### Fragmento del artículo
* * *
Laberinto con vistas

Efectos de superficie

Antonio Monterrubio escribe sobre el descalabro de Ciudadanos, víctima de una instantánea en la que «no cabían tres. De cara a los intereses del Poder, eran multitud».

/ Laberinto con vistas / Antonio Monterrubio /

«Controlan medios de comunicación. Ponen y quitan tertulianos. Manipulan encuestas para condicionar el ánimo de la gente». ¡Oh, cielos! ¿Qué es aquesto? ¿Acaso, una vez más, indignados, perroflautas y otros sujetos de mal vivir osan poner en entredicho la libertad de (quienes poseen los canales de) expresión? Bueno, se trata de un tuit enviado por uno de los más conspicuos representantes de ese singular objeto político llamado Ciudadanos. Días después de haber sido despedido de su puesto de vicepresidente autonómico, víctima de una maniobra traicionera que se venía gestando hacía tiempo y que solo él no veía, manifestaba así su consternación. En plena OPA hostil desencadenada por el PP hacia los restos del naufragio naranja, por fin las legañas cayeron de sus ojos. Día tras día, eximios ejemplares de cierta especie de mamíferos abandonan un barco que se diría definitivamente destinado a transformarse en pecio. Mientras, él y otros ingenuos compañeros de fatiga contemplan cómo los poderes que pasaron años dorándoles la píldora se confabulan ahora contra ellos.
* * *
### Datos del ejercicio

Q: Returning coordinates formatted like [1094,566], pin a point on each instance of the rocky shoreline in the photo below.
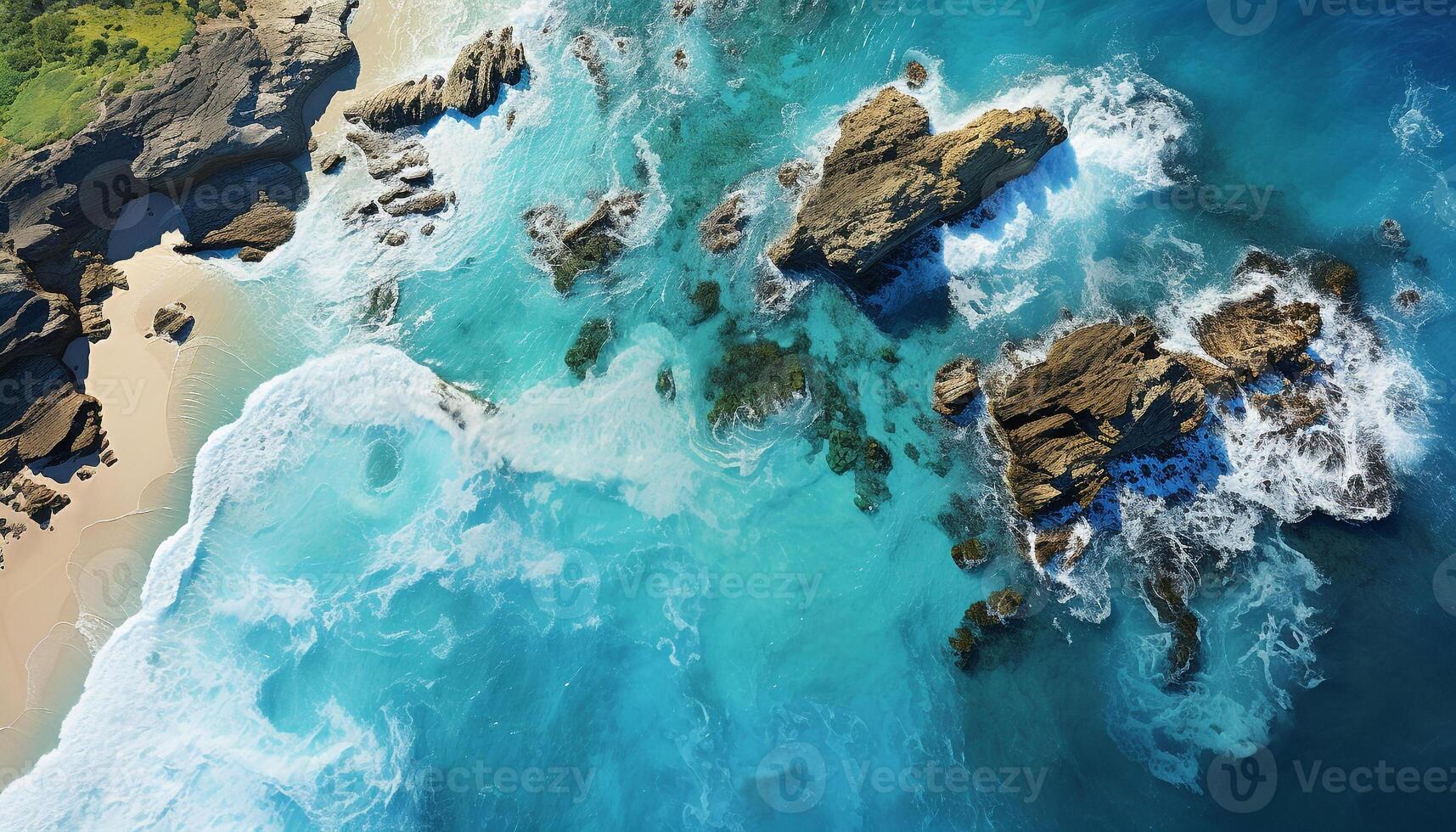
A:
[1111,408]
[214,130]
* * *
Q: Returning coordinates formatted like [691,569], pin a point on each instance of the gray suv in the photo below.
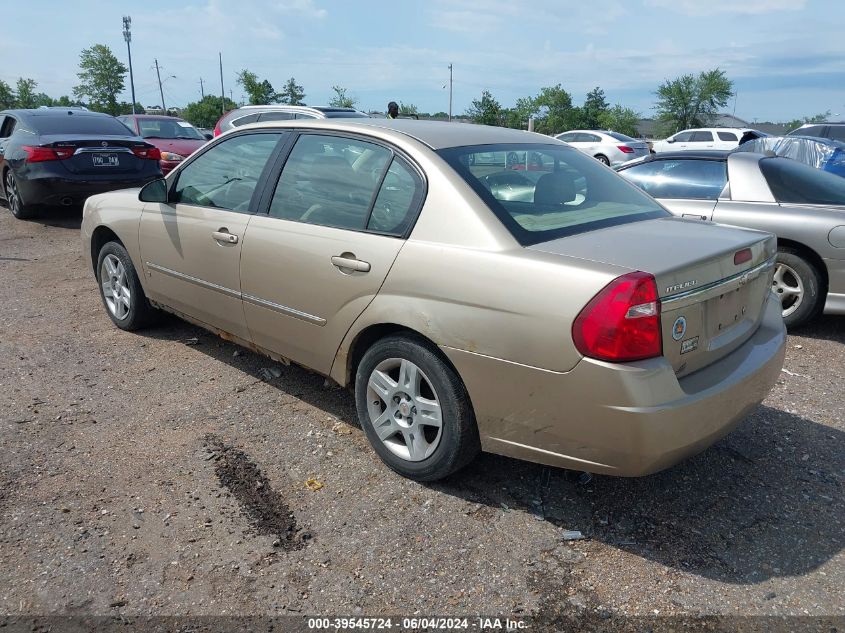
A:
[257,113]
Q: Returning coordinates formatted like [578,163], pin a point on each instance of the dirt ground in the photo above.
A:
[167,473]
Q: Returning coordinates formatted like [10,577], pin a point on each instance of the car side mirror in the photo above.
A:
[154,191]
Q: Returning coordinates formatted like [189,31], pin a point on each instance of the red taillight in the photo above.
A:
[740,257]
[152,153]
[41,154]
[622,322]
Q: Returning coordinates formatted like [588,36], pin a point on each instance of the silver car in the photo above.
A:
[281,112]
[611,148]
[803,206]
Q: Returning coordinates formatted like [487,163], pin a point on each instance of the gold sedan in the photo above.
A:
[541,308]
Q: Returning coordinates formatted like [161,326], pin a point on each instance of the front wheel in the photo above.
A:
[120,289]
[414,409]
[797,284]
* * *
### Tarea breve A
Reproduce íntegro el artículo sobre Ciudadanos, sin cambiar nada.
### Tarea breve B
Enumera todas las líneas del listado que contengan la palabra «formatted».
El artículo y el listado son materiales independientes entre sí.

### Solución A
Laberinto con vistas

Efectos de superficie

Antonio Monterrubio escribe sobre el descalabro de Ciudadanos, víctima de una instantánea en la que «no cabían tres. De cara a los intereses del Poder, eran multitud».

/ Laberinto con vistas / Antonio Monterrubio /

«Controlan medios de comunicación. Ponen y quitan tertulianos. Manipulan encuestas para condicionar el ánimo de la gente». ¡Oh, cielos! ¿Qué es aquesto? ¿Acaso, una vez más, indignados, perroflautas y otros sujetos de mal vivir osan poner en entredicho la libertad de (quienes poseen los canales de) expresión? Bueno, se trata de un tuit enviado por uno de los más conspicuos representantes de ese singular objeto político llamado Ciudadanos. Días después de haber sido despedido de su puesto de vicepresidente autonómico, víctima de una maniobra traicionera que se venía gestando hacía tiempo y que solo él no veía, manifestaba así su consternación. En plena OPA hostil desencadenada por el PP hacia los restos del naufragio naranja, por fin las legañas cayeron de sus ojos. Día tras día, eximios ejemplares de cierta especie de mamíferos abandonan un barco que se diría definitivamente destinado a transformarse en pecio. Mientras, él y otros ingenuos compañeros de fatiga contemplan cómo los poderes que pasaron años dorándoles la píldora se confabulan ahora contra ellos.

### Solución B
Q: Returning coordinates formatted like [1094,566], pin a point on each instance of the rocky shoreline in the photo below.
Q: Returning coordinates formatted like [691,569], pin a point on each instance of the gray suv in the photo below.
Q: Returning coordinates formatted like [578,163], pin a point on each instance of the dirt ground in the photo above.
Q: Returning coordinates formatted like [10,577], pin a point on each instance of the car side mirror in the photo above.
Q: Returning coordinates formatted like [189,31], pin a point on each instance of the red taillight in the photo above.
Q: Returning coordinates formatted like [588,36], pin a point on each instance of the silver car in the photo above.
Q: Returning coordinates formatted like [487,163], pin a point on each instance of the gold sedan in the photo above.
Q: Returning coordinates formatted like [161,326], pin a point on each instance of the front wheel in the photo above.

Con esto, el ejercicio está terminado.